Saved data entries
------------------------
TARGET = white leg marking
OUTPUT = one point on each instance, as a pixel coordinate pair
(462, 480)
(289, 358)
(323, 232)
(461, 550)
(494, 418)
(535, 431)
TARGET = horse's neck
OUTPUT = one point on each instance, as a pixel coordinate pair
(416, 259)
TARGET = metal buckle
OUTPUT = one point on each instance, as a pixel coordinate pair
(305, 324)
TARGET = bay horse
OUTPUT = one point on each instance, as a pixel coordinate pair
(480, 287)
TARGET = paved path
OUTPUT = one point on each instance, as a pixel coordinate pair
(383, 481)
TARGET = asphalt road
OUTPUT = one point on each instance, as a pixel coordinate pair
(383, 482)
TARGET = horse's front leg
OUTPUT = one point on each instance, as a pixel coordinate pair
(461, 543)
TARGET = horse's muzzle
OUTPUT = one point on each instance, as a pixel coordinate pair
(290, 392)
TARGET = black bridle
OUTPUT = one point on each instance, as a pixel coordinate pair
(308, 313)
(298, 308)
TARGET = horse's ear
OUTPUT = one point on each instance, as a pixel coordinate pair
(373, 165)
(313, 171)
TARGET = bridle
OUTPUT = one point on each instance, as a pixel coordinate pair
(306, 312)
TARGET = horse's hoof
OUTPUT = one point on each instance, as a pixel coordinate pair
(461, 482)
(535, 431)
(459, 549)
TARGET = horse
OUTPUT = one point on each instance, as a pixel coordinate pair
------------------------
STATED GOAL
Write out every record verbatim.

WRITTEN SOLUTION
TARGET = white leg marking
OUTPUT = one point on each instance, as a pixel coordinate pair
(462, 480)
(289, 358)
(323, 232)
(461, 550)
(494, 418)
(535, 431)
TARGET = horse's neck
OUTPUT = one point on each instance, as a pixel coordinate pair
(416, 259)
TARGET = metal buckle
OUTPUT = one point on each instance, as a pixel coordinate pair
(305, 324)
TARGET = bay horse
OUTPUT = one point on each instance, as a pixel coordinate pair
(480, 287)
TARGET = paved path
OUTPUT = one point on each instance, as a pixel coordinate pair
(383, 481)
TARGET = asphalt road
OUTPUT = one point on each instance, as a pixel coordinate pair
(383, 482)
TARGET = horse's front leg
OUTPUT = one point on each instance, as a pixel coordinate pair
(461, 543)
TARGET = horse's muzzle
OUTPUT = one point on each instance, as a pixel coordinate pair
(290, 392)
TARGET = black bridle
OUTPUT = one point on each instance, as a pixel coordinate pair
(308, 313)
(298, 308)
TARGET = horse's ear
OUTPUT = one point on each instance, as a pixel coordinate pair
(373, 165)
(313, 171)
TARGET = bridle
OUTPUT = one point on each instance, as a pixel coordinate pair
(306, 312)
TARGET = horse's hoof
OUTPUT = one point on each instance, as a pixel coordinate pair
(461, 482)
(535, 431)
(459, 549)
TARGET = horse
OUTPUT = one point on each instance, as a pixel coordinate pair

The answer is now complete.